▶ _INPUT FOR THIS TASK_
# # # # # # #

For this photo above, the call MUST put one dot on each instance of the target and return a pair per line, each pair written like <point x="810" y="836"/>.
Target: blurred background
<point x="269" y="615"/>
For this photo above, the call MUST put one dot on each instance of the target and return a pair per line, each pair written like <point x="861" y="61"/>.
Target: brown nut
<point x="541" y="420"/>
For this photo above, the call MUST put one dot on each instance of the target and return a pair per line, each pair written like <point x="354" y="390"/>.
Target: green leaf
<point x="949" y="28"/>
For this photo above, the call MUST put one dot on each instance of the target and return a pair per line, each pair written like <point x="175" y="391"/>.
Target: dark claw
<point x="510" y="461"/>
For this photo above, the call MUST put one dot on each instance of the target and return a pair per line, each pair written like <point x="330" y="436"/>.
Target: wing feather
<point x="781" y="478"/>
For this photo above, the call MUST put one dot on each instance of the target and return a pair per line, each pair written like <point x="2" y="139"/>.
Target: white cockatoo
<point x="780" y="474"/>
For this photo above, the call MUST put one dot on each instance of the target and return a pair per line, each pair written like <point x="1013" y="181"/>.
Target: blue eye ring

# # # # # # #

▶ _WORK REQUIRED_
Reproduce the listing above in its entirety, unchanged.

▶ _SOLUTION TO THIS PROBLEM_
For this photo above, the call MUST put one dot on each instance of the target and return a pair per line, each pair written like <point x="810" y="836"/>.
Target: blurred background
<point x="269" y="615"/>
For this photo above, the call MUST put one dot on each instance of the target and return a pair per line, each pair written like <point x="861" y="61"/>.
Target: brown nut
<point x="541" y="420"/>
For this photo above, the call MUST put one dot on each instance of the target and return a pair per line, each pair written like <point x="354" y="390"/>.
Target: green leaf
<point x="949" y="28"/>
For this photo above, the call MUST put one dot on each instance of the target and return a pair per line, each pair written like <point x="175" y="391"/>.
Target: dark claw
<point x="510" y="461"/>
For this photo above, the call MUST put one dot on each instance of the target and return a pair per line, each pair written like <point x="330" y="436"/>.
Target: wing feather
<point x="781" y="478"/>
For this photo above, the call MUST put one dot on each instance of the target and return a pair per line, each pair written like <point x="2" y="139"/>.
Target: white cockatoo
<point x="780" y="474"/>
For this photo above, the call MUST put one dot on each instance of the target and return a pair per line, each pair written like <point x="1013" y="181"/>.
Target: blue eye ring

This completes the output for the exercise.